:: THE TASK ::
Return, character for character, the lines of the material below from the line containing "Exercise. Pick out the tree canopy" through the line containing "pixel 324 390", both inclusive, and nothing more.
::: RECORDS FOR THE TASK :::
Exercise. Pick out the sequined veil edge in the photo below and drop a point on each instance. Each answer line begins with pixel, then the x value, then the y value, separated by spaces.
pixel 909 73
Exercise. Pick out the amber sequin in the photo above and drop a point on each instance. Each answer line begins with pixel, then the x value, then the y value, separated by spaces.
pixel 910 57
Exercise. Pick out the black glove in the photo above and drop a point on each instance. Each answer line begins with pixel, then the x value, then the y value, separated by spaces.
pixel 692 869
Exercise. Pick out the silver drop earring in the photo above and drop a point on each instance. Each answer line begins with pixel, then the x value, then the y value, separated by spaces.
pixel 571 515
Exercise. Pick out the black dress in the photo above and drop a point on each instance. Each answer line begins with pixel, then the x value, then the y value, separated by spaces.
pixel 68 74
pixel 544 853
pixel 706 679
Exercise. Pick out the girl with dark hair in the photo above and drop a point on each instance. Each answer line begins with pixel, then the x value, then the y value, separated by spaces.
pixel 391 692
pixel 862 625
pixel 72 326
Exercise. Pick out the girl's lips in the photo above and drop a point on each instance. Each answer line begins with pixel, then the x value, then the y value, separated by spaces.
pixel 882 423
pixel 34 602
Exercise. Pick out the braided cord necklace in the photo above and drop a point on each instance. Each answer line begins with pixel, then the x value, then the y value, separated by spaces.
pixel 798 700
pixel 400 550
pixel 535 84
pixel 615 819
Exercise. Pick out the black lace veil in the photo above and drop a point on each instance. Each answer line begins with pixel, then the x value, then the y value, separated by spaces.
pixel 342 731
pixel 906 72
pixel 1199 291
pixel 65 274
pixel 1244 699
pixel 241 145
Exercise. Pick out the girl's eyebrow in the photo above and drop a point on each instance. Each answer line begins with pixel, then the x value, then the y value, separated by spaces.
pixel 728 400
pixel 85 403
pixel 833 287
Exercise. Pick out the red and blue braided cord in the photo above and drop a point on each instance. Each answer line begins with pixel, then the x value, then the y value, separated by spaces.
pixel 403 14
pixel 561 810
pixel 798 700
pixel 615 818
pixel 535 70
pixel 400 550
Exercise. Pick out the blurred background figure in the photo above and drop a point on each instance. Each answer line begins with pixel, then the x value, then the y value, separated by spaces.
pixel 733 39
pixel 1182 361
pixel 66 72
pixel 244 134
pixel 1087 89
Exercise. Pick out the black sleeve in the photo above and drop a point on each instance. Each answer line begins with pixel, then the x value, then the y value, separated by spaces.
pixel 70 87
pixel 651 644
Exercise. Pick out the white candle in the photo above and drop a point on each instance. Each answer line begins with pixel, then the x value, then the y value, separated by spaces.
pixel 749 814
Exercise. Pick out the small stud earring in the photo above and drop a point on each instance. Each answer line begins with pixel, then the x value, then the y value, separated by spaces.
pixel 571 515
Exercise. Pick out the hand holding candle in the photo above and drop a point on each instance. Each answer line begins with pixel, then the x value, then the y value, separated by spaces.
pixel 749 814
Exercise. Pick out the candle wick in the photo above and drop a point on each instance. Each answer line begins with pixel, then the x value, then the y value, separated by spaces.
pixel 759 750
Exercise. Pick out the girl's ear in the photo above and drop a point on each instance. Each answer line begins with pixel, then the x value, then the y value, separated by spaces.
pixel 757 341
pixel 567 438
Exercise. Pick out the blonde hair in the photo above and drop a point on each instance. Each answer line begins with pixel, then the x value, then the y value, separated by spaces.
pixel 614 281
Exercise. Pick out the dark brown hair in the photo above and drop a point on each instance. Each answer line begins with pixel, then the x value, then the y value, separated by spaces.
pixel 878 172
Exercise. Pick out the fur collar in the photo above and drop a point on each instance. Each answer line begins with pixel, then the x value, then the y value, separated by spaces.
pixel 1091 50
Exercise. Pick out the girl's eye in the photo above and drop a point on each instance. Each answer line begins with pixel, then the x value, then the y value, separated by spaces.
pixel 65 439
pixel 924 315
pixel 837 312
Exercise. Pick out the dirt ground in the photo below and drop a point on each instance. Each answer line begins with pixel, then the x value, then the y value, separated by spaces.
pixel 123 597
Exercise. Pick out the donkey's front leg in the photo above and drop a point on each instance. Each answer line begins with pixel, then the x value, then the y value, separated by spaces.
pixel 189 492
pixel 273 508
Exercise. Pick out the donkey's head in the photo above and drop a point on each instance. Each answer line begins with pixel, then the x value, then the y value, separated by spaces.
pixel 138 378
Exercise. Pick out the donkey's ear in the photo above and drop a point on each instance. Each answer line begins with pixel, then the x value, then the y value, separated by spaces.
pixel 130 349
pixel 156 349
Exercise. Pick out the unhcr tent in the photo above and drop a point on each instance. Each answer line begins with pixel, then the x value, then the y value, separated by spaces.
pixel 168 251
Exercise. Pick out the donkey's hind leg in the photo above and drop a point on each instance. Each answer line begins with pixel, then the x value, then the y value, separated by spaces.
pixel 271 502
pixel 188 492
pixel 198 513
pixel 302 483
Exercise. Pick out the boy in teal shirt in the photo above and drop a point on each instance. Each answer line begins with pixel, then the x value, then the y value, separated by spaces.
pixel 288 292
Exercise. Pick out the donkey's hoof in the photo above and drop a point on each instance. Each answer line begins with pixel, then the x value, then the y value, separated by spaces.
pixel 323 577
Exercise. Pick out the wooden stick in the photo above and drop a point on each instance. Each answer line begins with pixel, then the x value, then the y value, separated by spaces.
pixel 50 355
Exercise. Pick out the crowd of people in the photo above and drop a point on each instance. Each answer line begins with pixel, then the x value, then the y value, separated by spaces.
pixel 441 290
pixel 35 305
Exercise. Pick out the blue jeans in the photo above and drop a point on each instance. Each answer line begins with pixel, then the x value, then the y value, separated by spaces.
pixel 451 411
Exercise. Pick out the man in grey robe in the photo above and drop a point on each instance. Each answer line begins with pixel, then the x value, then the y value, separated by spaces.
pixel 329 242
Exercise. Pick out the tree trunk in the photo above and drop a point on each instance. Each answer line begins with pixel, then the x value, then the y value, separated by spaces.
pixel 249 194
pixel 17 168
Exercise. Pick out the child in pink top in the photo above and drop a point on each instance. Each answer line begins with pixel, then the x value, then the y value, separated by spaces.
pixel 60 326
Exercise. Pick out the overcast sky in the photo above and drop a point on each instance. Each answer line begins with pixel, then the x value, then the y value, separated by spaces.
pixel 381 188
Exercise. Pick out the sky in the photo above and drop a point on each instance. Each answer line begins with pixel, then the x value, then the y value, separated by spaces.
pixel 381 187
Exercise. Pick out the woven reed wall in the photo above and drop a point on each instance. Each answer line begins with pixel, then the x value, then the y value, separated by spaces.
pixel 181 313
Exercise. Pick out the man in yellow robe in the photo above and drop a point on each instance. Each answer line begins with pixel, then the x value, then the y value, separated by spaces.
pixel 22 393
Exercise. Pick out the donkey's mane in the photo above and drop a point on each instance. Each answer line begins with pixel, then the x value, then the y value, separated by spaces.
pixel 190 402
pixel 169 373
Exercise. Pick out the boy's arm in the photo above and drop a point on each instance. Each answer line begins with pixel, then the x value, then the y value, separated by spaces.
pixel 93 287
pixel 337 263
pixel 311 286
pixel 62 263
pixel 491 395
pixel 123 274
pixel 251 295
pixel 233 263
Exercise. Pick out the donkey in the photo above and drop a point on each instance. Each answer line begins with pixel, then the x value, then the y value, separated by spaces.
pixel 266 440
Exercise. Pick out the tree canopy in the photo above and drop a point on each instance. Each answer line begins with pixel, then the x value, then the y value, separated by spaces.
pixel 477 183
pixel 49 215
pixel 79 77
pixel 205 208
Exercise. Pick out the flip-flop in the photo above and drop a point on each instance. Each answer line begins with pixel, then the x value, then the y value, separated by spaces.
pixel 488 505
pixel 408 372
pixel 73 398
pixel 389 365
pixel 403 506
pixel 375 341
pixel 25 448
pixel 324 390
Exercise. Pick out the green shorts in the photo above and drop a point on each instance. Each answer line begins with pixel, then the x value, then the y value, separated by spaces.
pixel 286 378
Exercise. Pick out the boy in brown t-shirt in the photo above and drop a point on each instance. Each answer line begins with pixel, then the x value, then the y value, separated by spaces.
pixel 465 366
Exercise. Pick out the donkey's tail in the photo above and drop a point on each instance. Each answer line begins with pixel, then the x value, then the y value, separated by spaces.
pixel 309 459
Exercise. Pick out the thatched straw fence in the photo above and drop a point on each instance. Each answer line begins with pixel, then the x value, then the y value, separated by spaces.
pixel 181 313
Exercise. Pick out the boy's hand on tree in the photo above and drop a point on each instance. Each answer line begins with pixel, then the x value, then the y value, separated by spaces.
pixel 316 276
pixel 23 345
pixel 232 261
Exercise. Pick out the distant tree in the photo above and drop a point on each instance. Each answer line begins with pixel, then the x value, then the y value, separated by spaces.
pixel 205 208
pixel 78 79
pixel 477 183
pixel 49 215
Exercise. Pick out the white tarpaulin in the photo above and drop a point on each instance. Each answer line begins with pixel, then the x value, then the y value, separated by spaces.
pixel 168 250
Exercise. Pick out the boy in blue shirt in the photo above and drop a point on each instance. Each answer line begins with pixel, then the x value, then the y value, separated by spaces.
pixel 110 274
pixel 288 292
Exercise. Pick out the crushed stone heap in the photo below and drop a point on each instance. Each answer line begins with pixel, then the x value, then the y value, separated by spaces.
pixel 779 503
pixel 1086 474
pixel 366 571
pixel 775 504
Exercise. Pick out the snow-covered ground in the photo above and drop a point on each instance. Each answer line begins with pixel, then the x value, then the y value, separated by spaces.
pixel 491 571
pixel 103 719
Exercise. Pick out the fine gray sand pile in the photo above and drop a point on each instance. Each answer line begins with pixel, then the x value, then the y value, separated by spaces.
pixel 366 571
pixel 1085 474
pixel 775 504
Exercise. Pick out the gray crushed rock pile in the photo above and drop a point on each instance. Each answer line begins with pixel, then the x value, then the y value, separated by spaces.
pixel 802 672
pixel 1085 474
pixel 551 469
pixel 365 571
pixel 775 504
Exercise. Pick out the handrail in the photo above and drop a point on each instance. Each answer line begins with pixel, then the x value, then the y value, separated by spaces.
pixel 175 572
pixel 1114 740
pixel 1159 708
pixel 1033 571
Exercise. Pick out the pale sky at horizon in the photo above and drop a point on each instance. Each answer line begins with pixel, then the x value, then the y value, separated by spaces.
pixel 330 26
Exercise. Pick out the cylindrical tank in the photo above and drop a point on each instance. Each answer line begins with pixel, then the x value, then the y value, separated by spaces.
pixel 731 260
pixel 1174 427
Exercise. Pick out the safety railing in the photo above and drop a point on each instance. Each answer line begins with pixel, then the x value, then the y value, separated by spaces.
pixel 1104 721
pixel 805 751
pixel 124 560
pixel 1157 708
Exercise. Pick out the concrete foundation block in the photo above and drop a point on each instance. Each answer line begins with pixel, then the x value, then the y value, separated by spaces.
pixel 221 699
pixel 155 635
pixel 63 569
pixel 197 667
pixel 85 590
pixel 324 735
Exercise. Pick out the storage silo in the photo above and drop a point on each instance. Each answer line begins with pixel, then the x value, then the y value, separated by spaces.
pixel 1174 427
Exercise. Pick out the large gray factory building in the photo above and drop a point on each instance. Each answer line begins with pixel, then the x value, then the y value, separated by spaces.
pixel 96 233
:::
:: CORRECT OUTPUT ::
Exercise. Pick out the tree canopy in the photo above and drop a point on each instance. Each answer line begins with pixel, then the x value, then the y value, separated by spaces.
pixel 477 183
pixel 49 215
pixel 79 77
pixel 205 208
Exercise. Pick out the flip-flop in the photo above and drop a point on each instance. Each answer line begins with pixel, then the x value, then the y value, separated by spaces.
pixel 488 505
pixel 408 372
pixel 73 398
pixel 389 365
pixel 403 506
pixel 375 341
pixel 25 448
pixel 324 390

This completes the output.